- [TASK DESCRIPTION] Of the lines listed below, return exactly those that run from the line containing "Target: bird's head" through the line containing "column 304, row 140", both included.

- [Saved entries]
☆ ☆ ☆ ☆ ☆ ☆ ☆
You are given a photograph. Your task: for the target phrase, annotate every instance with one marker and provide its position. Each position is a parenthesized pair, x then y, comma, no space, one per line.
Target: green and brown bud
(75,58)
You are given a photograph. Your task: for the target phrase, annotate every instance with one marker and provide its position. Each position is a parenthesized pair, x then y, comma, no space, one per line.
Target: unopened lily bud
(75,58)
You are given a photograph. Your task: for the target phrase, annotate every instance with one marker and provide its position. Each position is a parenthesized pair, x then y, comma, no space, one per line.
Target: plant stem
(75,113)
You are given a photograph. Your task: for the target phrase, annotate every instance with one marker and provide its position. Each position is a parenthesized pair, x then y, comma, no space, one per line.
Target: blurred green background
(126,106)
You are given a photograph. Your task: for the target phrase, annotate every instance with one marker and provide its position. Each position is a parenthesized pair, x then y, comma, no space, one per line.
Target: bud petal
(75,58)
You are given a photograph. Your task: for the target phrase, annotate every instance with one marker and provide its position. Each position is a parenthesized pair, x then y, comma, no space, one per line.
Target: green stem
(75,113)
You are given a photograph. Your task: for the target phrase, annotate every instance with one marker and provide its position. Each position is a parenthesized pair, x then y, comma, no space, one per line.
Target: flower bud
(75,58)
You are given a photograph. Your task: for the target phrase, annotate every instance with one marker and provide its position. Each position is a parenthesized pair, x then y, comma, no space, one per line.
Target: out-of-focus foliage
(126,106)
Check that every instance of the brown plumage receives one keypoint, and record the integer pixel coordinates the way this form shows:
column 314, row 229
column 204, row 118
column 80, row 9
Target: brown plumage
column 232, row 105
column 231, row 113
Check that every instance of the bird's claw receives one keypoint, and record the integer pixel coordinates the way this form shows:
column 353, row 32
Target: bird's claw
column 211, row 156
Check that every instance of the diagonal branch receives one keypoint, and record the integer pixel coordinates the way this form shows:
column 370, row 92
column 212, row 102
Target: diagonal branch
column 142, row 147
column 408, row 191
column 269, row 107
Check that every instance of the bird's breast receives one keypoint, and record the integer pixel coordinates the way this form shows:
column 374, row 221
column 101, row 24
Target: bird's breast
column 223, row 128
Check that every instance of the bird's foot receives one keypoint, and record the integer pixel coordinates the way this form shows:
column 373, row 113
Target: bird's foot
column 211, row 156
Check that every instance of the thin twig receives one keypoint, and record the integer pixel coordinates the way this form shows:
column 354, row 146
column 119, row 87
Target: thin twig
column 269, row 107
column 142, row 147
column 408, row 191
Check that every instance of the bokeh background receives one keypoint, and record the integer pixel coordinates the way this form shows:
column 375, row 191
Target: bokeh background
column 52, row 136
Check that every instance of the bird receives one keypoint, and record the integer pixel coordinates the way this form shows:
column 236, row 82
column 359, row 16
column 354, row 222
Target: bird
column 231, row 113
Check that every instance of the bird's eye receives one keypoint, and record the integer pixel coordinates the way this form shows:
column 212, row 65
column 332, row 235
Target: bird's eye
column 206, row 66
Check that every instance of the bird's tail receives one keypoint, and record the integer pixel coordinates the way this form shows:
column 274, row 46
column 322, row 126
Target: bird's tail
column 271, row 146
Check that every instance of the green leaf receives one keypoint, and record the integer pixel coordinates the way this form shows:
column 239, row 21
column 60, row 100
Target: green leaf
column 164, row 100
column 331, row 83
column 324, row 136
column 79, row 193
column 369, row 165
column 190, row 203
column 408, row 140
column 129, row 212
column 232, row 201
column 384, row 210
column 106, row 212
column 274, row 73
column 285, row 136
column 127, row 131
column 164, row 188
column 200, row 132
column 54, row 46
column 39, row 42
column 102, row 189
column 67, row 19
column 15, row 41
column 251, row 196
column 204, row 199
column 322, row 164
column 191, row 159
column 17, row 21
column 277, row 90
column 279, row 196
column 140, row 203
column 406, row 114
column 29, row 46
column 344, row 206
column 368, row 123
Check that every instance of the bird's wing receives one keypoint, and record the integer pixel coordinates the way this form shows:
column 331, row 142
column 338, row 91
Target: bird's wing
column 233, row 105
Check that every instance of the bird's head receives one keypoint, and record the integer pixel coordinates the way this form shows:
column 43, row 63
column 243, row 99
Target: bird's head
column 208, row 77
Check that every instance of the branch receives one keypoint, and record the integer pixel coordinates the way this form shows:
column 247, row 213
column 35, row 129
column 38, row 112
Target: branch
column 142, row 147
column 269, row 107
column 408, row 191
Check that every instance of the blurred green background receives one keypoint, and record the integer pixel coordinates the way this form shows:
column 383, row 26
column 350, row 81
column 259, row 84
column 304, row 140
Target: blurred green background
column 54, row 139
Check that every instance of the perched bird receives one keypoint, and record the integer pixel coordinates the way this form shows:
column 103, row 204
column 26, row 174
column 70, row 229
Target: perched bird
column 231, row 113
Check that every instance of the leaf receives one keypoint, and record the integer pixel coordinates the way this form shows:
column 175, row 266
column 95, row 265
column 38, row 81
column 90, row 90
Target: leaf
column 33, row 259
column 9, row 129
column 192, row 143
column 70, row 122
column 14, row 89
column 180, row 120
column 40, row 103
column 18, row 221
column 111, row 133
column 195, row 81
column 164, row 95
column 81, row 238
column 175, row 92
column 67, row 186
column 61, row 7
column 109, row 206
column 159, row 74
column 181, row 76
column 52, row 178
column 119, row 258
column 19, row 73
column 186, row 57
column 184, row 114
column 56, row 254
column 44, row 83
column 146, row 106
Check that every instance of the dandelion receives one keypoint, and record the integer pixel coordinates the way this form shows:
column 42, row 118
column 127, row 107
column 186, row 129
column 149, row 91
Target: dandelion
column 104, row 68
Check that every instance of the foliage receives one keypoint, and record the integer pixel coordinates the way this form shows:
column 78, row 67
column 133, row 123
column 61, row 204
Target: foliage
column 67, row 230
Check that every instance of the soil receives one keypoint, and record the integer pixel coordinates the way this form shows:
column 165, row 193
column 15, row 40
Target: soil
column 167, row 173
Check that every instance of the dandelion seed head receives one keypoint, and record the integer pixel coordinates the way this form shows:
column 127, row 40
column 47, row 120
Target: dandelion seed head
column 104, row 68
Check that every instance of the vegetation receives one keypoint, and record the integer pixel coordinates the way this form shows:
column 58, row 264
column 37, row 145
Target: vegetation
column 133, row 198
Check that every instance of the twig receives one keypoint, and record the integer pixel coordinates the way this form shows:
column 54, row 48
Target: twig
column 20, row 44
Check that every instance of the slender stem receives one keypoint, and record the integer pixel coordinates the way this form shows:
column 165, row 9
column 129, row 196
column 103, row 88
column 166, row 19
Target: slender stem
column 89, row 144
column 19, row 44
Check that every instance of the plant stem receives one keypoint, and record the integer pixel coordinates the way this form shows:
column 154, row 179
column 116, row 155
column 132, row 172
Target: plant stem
☆ ☆ ☆ ☆ ☆ ☆ ☆
- [EXERCISE RESPONSE]
Target: bird's head
column 208, row 77
Check that every instance of the branch receives one keypoint, and record the integer pixel coordinates the way this form shows:
column 247, row 213
column 35, row 129
column 38, row 112
Target: branch
column 142, row 147
column 269, row 107
column 408, row 191
Check that every instance of the blurred green background receives one keypoint, and record the integer pixel coordinates the way this form shows:
column 383, row 26
column 350, row 81
column 259, row 84
column 304, row 140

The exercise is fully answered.